Exercise aim -
Where a line below holds the string "outline", count it; then give the total without any other words.

[Source data]

══════════

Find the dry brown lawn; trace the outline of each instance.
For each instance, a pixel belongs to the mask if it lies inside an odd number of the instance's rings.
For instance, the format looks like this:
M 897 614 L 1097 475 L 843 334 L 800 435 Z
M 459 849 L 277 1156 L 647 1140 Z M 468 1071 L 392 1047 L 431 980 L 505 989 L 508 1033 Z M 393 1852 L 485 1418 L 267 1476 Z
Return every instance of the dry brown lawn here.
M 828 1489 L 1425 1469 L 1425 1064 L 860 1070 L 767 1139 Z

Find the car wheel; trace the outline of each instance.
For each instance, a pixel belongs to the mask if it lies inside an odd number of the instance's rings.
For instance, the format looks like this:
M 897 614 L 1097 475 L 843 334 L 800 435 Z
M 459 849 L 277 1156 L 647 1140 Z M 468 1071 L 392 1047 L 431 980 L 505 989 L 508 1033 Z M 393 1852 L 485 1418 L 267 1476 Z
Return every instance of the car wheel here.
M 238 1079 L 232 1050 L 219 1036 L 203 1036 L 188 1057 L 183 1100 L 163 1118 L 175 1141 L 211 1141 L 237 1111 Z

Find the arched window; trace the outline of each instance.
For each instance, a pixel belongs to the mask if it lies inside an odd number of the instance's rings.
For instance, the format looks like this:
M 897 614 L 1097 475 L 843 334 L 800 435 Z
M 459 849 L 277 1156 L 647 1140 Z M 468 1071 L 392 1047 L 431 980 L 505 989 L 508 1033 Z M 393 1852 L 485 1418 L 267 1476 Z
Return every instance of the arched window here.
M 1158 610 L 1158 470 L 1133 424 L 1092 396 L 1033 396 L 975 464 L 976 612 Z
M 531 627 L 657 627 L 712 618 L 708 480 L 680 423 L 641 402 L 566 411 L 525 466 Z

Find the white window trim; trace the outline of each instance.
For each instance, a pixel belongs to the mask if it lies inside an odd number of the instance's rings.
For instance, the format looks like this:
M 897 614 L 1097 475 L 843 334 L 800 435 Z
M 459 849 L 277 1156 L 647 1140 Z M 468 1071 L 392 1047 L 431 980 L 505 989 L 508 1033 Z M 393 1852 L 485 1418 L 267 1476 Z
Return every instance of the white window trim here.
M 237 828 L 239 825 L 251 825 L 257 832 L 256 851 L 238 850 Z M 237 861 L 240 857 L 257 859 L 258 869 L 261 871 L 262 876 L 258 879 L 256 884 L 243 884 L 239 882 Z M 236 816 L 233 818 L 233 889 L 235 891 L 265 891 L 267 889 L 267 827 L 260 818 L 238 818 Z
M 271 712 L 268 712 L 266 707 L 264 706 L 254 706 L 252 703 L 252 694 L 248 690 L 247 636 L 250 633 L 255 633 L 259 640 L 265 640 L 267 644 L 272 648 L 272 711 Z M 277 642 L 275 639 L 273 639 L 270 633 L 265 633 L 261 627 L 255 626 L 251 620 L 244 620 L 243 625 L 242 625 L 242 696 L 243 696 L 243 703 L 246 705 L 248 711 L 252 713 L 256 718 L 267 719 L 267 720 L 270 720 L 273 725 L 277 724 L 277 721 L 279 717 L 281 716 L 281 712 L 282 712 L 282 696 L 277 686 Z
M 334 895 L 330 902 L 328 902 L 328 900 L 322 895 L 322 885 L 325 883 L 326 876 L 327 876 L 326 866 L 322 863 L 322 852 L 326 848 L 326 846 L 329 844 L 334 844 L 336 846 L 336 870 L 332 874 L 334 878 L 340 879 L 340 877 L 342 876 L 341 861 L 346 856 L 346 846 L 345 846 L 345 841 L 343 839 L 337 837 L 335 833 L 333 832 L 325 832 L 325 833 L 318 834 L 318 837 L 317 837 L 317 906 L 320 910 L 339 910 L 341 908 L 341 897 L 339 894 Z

══════════

Expected answer -
4